### Passage provided

I don't know what happened to him, but I'll bet any money you like he died at some point over the next 2-3 days. I didn't realise at the time the seriousness of what was going on. I don't think the nurses did either, or at least they didn't show it. The very junior doctor (he'd been out of med school about 3 months) stayed around for the diagnostic challenge, but having satisfied himself that the patient was indeed ill, he buggered off, and nobody else saw him for the rest of the shift.

I know now that this is a classic scenario, occuring on wards up and down the country every day. Patients who show clear signs of deterioration are ignored, or inadequately treated. They deteriorate to the point where it is so obvious that they are ill that they are sent to intensive care, or they have a cardiac arrest. Either way they die - in ICU it's slowly and painfully, if they arrest it's quickly with someone bouncing up and down on their chest. Neither is particularly pleasant, and both can often be avoided. Report after report from the National Patient Safety Agency and the Department of Health shows this happening, NICE issues guidelines to prevent it, but still it goes on.

### What is required
Reproduce, word for word, the stretch of the passage on deteriorating ward patients from "I don't know" through "of the shift.".

### Input data
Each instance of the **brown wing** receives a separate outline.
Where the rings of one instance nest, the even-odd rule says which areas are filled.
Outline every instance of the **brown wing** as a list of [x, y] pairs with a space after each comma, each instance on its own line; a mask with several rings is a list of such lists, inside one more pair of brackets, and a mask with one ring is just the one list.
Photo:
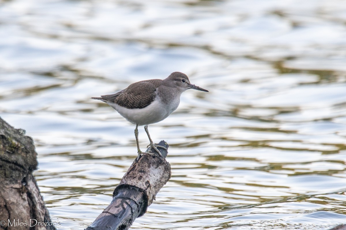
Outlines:
[[139, 81], [116, 94], [101, 97], [127, 108], [142, 108], [154, 101], [157, 95], [156, 88], [161, 81], [155, 79]]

### Exercise response
I don't know what happened to him, but I'll bet any money you like he died at some point over the next 2-3 days. I didn't realise at the time the seriousness of what was going on. I don't think the nurses did either, or at least they didn't show it. The very junior doctor (he'd been out of med school about 3 months) stayed around for the diagnostic challenge, but having satisfied himself that the patient was indeed ill, he buggered off, and nobody else saw him for the rest of the shift.